### TEXTE DU DOCUMENT
Par quel bout vais-je attaquer ce plat de Nouilles Chinoises savamment orchestré par Ma Jian ?

Par la première bouchée ! Pardi ! Beijing 1990 : un écrivain et un donneur de sang professionnels se retrouvent régulièrement pour déjeuner et discuter dans un petit restaurant de quartier. Le premier est plutôt pauvre et insatisfait de son sort : le parti lui commande d'écrire la biographie de Lei Feng, un soldat ordinaire sacrifiant sa vie à la cause révolutionnaire : cependant, ce travail ne l'intéresse pas. Son rêve est d'écrire un roman qui parlerait des gens qu'il croise tous les jours. Le second est davantage satisfait de son sort : il ne se pose pas de questions et s'enrichit sacrément en vendant son sang à des entreprises chinoises. Deux personnages qui d'emblée posent la problématique du roman : quels sont les repères humains, culturels et sociaux de cette Chine déchirée entre deux systèmes idéologiques contradictoires ? Le communisme et la « Politique d'Ouverture » au capitalisme le plus effréné ?

Mais nous quittons vite ces deux personnages pour en découvrir d'autres à travers des chapitres qui pourraient aussi bien se lire comme autant de nouvelles individuelles et indépendantes. Nous entrons donc dans la vie tout d'abord de « l'évanouisseur » : un petit futé qui a eu l'idée géniale d'acheter un four crématoire pour procéder aux incinérations des personnes décédées : ouverture - sur un ton bien cynique - aux valeurs du capitalisme et à la concurrence, en l'occurrence, des incinérateurs d'Etat. L'évanouisseur gagne très bien sa vie ! Les affaires tournent et les statistiques sont bonnes.
######
**OBJECTIF A:**
Restituez intégralement la critique de Nouilles chinoises ci-dessus, sans y apporter la moindre modification.
**OBJECTIF B:**
Extrayez des enregistrements ci-dessous toutes les lignes qui contiennent la chaîne « branch », en tenant compte de la casse.
### ENREGISTREMENTS À TRAITER
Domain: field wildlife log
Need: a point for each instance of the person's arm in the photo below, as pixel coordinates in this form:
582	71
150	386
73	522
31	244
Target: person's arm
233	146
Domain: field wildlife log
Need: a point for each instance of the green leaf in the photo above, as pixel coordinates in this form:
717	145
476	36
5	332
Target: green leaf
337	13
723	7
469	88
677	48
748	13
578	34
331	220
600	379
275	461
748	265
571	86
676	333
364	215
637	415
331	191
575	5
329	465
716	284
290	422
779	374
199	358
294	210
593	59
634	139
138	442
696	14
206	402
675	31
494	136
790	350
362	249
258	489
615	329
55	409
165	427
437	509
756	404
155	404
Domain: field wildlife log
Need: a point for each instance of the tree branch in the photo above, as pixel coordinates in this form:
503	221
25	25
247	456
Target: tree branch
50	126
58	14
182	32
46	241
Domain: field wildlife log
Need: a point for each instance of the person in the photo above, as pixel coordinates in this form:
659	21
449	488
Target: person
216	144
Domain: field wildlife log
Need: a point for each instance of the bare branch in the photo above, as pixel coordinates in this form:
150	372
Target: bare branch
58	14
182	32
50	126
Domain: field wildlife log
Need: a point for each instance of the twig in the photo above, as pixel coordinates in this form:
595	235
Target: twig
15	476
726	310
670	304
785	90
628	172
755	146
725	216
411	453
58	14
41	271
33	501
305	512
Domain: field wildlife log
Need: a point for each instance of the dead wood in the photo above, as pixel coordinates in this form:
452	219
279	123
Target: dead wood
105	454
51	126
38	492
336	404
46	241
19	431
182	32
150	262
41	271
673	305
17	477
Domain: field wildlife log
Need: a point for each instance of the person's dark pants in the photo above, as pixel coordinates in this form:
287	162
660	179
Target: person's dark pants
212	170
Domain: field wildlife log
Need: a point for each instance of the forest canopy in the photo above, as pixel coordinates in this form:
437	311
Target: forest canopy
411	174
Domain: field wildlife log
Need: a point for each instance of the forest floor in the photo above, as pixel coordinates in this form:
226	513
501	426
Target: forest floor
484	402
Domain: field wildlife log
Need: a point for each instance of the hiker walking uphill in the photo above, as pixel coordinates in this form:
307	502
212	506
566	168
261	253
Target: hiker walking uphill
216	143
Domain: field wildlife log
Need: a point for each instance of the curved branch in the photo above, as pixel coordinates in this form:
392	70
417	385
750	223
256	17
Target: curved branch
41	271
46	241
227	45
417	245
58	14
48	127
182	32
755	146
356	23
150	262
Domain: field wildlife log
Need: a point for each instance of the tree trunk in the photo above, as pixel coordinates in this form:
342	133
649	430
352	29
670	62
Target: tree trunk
######
**RÉPONSE COMPLÈTE A:**
Par quel bout vais-je attaquer ce plat de Nouilles Chinoises savamment orchestré par Ma Jian ?

Par la première bouchée ! Pardi ! Beijing 1990 : un écrivain et un donneur de sang professionnels se retrouvent régulièrement pour déjeuner et discuter dans un petit restaurant de quartier. Le premier est plutôt pauvre et insatisfait de son sort : le parti lui commande d'écrire la biographie de Lei Feng, un soldat ordinaire sacrifiant sa vie à la cause révolutionnaire : cependant, ce travail ne l'intéresse pas. Son rêve est d'écrire un roman qui parlerait des gens qu'il croise tous les jours. Le second est davantage satisfait de son sort : il ne se pose pas de questions et s'enrichit sacrément en vendant son sang à des entreprises chinoises. Deux personnages qui d'emblée posent la problématique du roman : quels sont les repères humains, culturels et sociaux de cette Chine déchirée entre deux systèmes idéologiques contradictoires ? Le communisme et la « Politique d'Ouverture » au capitalisme le plus effréné ?

Mais nous quittons vite ces deux personnages pour en découvrir d'autres à travers des chapitres qui pourraient aussi bien se lire comme autant de nouvelles individuelles et indépendantes. Nous entrons donc dans la vie tout d'abord de « l'évanouisseur » : un petit futé qui a eu l'idée géniale d'acheter un four crématoire pour procéder aux incinérations des personnes décédées : ouverture - sur un ton bien cynique - aux valeurs du capitalisme et à la concurrence, en l'occurrence, des incinérateurs d'Etat. L'évanouisseur gagne très bien sa vie ! Les affaires tournent et les statistiques sont bonnes.

**RÉPONSE COMPLÈTE B:**
Need: a point for each instance of the tree branch in the photo above, as pixel coordinates in this form:
Target: tree branch
Need: a point for each instance of the bare branch in the photo above, as pixel coordinates in this form:
Target: bare branch
Need: a point for each instance of the curved branch in the photo above, as pixel coordinates in this form:
Target: curved branch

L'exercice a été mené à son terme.